___ Data excerpts
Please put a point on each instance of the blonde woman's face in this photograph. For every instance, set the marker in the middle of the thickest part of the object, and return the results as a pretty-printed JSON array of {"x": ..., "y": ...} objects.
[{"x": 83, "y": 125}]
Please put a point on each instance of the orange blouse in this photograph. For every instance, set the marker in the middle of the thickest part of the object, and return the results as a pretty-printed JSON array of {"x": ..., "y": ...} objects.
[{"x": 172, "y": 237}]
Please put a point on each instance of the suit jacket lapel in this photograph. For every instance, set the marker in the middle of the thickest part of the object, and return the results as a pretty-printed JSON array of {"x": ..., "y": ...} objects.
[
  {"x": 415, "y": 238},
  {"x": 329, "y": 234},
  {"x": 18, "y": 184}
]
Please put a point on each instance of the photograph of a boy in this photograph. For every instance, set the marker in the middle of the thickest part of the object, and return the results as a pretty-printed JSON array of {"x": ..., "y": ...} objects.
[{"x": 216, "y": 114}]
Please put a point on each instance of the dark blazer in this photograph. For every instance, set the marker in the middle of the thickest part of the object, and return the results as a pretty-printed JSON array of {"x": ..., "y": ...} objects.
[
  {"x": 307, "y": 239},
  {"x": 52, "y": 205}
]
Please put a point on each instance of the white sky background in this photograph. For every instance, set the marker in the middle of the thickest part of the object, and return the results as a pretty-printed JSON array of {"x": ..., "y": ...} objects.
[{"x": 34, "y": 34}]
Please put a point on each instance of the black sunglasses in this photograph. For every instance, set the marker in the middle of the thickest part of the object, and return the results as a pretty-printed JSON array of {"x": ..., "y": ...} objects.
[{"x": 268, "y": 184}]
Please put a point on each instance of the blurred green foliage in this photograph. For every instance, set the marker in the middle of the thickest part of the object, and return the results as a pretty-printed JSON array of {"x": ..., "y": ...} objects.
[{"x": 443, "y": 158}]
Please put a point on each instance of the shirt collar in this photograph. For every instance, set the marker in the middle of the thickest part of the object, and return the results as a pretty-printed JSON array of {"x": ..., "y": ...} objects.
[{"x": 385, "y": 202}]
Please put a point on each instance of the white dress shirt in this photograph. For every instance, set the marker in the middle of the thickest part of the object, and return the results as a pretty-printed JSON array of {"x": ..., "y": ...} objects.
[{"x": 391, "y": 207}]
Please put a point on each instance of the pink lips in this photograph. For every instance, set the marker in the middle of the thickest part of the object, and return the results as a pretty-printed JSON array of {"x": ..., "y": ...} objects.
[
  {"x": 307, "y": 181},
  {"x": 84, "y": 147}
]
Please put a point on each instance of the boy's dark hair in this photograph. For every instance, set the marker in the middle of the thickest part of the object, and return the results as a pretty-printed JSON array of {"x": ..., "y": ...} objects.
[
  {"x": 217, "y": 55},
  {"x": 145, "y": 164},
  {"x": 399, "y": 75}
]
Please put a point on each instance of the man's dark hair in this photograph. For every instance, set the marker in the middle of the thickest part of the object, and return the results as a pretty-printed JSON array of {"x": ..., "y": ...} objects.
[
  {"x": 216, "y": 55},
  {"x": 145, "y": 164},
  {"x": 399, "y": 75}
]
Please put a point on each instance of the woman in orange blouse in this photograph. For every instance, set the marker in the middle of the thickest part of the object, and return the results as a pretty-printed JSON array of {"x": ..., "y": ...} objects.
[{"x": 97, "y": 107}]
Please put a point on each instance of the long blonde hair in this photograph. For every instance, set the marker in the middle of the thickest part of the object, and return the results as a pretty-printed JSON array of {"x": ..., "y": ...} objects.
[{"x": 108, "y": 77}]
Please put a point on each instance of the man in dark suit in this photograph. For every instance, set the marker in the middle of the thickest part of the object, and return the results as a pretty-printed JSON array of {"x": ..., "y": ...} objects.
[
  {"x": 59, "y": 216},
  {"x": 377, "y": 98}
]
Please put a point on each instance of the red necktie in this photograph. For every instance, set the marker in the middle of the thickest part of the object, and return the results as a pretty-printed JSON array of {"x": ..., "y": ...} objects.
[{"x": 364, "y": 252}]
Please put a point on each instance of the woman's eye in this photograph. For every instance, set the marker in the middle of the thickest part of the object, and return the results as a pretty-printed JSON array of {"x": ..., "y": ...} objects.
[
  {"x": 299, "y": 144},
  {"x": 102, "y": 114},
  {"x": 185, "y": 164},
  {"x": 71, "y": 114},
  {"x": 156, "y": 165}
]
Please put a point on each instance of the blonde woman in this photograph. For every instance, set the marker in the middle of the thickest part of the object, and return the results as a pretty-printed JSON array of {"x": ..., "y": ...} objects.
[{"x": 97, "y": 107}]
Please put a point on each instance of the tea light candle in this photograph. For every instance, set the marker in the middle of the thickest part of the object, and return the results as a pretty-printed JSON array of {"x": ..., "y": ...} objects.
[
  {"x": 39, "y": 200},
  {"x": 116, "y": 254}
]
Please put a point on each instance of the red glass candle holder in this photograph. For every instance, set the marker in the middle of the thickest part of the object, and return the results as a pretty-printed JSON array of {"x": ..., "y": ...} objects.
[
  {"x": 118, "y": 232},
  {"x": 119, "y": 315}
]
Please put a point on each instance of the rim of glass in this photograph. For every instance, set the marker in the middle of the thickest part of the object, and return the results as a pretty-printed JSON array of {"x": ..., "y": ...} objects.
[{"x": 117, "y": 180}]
______
*Exercise directions*:
Recast the lines above, from the one that contains "Please put a point on each instance of the tea" through the final line, as a numbered list with any blank lines left out.

*Response to this exercise*:
1. Please put a point on each instance of the tea light candle in this photograph. For every instance, set the marker in the middle of the thickest part of the object, and return the results as a pretty-printed JSON array of {"x": ..., "y": ...} objects.
2. [
3.   {"x": 39, "y": 200},
4.   {"x": 116, "y": 254}
5. ]
6. Please put a point on each instance of the red glass candle holder in this photograph. For every instance, set the marker in the middle of the thickest part of the object, and return the results as a pretty-printed JSON array of {"x": ..., "y": ...} objects.
7. [
8.   {"x": 118, "y": 232},
9.   {"x": 119, "y": 315}
10. ]
11. Please put a point on each instance of the rim of glass in this photograph. For every instance, set the marker in the middle of the thickest part of the object, and return the results as a pretty-printed JSON array of {"x": ..., "y": ...} objects.
12. [{"x": 117, "y": 180}]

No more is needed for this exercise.